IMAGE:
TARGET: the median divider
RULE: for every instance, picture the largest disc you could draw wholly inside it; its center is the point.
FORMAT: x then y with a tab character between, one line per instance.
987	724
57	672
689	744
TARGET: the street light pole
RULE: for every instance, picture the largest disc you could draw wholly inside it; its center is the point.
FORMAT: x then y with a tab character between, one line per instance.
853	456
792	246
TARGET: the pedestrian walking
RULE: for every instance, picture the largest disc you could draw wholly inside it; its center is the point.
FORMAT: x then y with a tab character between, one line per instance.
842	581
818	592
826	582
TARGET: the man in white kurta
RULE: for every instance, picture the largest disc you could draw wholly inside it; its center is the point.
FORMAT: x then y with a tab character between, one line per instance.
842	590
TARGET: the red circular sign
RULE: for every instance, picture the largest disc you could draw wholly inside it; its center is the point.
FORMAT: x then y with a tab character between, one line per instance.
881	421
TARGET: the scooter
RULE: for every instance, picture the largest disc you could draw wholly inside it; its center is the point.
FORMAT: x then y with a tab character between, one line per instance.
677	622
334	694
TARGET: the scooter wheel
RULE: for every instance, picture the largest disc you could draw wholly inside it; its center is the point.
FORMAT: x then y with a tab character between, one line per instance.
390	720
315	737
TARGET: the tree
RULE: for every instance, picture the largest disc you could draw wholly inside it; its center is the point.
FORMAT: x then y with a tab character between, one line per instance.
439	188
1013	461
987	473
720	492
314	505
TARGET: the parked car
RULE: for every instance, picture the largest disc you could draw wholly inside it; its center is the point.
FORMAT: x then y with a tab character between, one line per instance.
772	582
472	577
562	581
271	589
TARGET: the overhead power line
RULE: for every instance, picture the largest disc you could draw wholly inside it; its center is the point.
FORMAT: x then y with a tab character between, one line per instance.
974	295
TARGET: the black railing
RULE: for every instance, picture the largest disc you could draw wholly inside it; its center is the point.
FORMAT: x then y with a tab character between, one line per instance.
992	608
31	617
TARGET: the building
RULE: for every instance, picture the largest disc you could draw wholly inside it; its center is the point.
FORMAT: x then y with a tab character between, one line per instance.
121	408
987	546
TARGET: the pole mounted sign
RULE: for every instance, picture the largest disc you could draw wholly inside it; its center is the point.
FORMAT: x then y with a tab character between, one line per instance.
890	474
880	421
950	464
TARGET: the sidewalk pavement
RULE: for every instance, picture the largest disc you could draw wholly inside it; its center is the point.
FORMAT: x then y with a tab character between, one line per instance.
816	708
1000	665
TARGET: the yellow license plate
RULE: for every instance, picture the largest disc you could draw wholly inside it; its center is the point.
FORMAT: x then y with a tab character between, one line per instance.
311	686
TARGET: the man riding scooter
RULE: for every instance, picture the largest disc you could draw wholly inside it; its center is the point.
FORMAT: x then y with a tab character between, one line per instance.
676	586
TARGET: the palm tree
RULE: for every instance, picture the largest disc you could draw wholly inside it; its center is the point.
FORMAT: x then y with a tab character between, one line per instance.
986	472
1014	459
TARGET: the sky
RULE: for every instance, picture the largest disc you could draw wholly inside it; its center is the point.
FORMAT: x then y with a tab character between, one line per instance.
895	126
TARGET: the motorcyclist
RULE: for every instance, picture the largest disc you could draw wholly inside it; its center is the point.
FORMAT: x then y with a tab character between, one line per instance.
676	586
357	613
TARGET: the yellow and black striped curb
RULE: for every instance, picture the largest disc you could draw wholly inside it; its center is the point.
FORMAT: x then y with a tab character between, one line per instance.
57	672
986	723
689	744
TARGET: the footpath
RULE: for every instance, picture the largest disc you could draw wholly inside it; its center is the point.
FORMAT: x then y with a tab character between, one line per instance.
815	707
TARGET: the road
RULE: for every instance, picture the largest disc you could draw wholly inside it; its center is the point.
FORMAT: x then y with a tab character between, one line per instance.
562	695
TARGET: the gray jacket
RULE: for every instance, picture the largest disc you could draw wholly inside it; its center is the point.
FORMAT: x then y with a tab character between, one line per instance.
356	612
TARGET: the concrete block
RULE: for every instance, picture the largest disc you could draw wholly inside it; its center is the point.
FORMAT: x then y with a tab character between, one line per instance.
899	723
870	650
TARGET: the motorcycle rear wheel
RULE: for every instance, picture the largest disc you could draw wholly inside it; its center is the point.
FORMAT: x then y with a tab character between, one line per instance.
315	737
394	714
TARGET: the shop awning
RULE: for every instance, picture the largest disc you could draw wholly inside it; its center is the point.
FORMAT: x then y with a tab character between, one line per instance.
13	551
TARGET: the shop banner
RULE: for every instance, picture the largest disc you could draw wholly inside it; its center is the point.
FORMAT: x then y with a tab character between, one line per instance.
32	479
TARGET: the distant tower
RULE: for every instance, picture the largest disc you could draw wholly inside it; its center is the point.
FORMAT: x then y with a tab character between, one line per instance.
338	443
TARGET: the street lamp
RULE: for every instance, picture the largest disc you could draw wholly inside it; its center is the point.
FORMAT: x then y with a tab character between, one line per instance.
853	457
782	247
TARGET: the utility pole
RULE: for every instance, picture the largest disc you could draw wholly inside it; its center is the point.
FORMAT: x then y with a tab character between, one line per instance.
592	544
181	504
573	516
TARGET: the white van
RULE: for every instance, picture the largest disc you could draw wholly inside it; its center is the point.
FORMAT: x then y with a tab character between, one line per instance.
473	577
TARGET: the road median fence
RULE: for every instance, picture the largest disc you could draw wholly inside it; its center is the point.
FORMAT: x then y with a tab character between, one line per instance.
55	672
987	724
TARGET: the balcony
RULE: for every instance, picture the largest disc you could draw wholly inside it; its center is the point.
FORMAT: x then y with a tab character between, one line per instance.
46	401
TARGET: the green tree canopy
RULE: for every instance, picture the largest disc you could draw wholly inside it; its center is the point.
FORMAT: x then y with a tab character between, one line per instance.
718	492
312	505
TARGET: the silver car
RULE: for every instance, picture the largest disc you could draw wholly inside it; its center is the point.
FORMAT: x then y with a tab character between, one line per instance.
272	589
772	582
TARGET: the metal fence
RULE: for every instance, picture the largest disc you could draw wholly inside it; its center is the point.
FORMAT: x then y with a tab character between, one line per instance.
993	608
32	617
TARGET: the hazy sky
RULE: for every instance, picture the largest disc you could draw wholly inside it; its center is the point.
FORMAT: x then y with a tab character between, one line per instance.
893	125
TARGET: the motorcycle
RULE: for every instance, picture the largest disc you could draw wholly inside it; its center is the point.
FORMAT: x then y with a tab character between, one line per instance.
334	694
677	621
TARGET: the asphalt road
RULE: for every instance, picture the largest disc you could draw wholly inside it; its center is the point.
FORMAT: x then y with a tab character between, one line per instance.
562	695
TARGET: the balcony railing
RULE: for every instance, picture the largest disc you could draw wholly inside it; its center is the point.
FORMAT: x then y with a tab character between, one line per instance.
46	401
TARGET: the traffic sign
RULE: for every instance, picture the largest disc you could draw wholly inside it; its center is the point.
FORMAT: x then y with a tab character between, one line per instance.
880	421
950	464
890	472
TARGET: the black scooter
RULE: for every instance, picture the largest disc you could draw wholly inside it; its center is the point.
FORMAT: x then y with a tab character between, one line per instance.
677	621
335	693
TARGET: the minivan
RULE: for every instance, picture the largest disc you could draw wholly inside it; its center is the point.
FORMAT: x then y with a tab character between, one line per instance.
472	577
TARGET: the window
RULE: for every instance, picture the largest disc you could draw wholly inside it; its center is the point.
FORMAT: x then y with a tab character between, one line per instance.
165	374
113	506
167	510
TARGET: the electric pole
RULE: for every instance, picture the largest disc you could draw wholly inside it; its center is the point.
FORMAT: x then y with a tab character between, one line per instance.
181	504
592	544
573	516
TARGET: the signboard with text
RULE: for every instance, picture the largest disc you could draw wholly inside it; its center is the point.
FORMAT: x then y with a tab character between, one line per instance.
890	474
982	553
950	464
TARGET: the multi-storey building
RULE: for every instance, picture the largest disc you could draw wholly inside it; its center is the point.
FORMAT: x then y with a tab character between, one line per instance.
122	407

--*--

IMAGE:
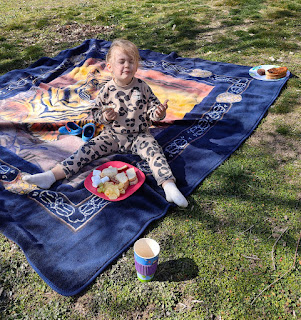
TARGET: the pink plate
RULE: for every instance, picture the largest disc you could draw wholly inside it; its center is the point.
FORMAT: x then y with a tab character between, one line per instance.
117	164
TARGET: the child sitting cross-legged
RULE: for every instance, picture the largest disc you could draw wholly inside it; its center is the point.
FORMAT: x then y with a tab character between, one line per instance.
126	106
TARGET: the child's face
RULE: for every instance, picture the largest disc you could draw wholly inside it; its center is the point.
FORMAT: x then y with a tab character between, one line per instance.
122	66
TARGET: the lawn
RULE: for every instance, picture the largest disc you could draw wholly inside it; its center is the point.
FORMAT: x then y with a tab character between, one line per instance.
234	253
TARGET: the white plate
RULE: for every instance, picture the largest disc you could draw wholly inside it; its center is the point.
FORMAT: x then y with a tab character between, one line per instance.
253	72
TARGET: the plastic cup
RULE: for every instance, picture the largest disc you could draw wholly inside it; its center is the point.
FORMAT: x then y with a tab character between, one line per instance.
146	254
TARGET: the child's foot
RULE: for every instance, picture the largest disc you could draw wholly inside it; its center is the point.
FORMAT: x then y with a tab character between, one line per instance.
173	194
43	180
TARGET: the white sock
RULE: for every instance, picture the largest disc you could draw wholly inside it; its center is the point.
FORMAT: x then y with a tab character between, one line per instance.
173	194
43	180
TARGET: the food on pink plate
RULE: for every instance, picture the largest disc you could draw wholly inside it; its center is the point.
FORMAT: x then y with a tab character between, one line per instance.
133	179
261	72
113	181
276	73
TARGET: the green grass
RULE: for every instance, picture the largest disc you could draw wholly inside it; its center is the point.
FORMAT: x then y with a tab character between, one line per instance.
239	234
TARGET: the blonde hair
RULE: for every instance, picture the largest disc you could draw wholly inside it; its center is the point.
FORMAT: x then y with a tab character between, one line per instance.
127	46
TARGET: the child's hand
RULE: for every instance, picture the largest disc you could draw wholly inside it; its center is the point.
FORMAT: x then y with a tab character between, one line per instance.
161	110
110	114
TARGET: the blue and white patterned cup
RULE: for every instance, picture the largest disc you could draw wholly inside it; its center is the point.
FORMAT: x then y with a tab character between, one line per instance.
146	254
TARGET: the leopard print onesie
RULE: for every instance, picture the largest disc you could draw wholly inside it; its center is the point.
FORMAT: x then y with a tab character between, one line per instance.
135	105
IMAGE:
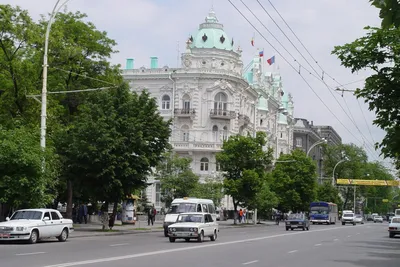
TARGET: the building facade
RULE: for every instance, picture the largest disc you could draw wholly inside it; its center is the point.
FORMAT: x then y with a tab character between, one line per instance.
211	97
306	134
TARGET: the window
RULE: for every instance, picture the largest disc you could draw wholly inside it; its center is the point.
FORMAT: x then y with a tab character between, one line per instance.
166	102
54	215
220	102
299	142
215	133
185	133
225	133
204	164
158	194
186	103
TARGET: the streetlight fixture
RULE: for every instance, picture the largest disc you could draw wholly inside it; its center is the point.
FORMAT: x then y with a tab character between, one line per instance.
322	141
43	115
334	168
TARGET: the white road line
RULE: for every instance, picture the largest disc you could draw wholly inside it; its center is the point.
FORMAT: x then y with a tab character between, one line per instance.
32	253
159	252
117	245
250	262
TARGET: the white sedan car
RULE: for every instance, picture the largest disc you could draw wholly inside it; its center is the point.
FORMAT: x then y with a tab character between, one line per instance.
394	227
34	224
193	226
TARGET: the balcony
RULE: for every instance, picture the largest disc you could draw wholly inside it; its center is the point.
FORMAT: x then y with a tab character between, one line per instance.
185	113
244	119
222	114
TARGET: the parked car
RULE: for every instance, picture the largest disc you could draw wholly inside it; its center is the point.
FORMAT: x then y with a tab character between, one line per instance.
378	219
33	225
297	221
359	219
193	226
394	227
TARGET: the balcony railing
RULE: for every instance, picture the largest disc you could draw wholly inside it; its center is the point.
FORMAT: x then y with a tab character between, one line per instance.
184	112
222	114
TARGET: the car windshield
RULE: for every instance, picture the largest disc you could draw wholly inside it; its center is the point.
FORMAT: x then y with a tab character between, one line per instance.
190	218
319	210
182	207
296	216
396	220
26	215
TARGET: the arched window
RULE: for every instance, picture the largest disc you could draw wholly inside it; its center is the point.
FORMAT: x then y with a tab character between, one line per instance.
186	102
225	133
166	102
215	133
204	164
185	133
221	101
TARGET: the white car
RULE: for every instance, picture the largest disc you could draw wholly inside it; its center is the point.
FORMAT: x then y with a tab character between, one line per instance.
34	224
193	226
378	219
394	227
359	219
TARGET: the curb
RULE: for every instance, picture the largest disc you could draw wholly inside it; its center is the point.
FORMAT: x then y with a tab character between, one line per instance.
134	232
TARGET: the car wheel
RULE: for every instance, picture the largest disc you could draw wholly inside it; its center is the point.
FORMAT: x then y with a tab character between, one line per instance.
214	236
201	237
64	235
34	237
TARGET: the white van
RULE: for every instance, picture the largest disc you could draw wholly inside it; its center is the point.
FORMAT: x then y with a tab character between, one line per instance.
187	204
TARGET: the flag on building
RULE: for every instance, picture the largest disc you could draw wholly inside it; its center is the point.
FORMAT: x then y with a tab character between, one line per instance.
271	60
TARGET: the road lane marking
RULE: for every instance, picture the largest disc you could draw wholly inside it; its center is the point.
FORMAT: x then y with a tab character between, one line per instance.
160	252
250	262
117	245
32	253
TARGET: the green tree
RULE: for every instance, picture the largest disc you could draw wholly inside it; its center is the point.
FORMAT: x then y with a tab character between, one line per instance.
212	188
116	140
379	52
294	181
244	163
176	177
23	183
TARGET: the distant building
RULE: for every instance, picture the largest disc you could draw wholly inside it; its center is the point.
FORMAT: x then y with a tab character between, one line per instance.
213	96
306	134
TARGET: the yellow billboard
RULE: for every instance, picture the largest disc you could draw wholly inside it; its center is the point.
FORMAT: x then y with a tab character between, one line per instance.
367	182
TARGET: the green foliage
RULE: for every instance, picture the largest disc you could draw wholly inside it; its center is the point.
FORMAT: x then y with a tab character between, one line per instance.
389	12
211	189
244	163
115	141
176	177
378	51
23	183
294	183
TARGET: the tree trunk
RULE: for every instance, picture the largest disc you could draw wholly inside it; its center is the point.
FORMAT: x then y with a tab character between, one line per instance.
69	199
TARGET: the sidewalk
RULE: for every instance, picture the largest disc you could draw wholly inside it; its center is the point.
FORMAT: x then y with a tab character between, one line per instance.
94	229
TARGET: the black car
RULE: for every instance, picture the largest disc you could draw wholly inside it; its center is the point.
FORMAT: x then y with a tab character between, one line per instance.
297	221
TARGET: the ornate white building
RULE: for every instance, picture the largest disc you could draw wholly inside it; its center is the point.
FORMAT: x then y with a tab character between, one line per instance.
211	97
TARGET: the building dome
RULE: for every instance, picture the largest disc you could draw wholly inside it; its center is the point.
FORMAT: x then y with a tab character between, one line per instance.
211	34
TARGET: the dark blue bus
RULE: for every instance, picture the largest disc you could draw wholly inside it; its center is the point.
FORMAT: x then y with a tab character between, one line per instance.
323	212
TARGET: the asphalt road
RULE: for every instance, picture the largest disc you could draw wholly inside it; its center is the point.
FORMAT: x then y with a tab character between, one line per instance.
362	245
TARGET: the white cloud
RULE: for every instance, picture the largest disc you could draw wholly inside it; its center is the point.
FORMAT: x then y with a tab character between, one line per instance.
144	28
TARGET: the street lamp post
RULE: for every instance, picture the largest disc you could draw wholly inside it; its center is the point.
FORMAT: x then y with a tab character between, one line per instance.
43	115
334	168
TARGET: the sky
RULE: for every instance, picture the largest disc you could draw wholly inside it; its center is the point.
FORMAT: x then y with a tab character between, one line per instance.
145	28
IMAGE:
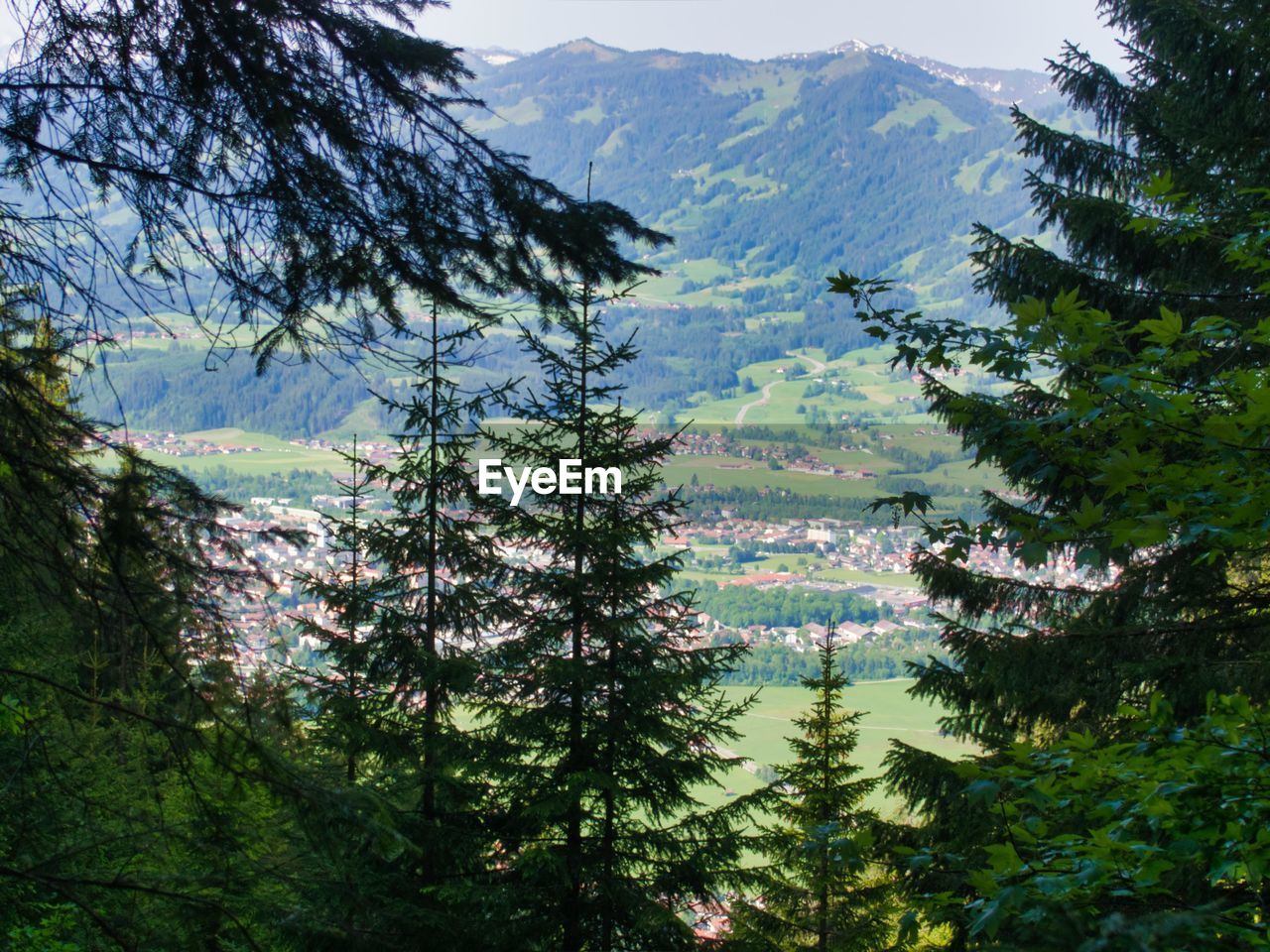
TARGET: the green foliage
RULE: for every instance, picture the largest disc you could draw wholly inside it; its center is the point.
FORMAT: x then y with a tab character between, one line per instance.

--*--

Exercise goal.
Report every line in the records that contains the word "curb", copying each one in full.

Response.
TARGET: the yellow and black striped curb
TARGET: the curb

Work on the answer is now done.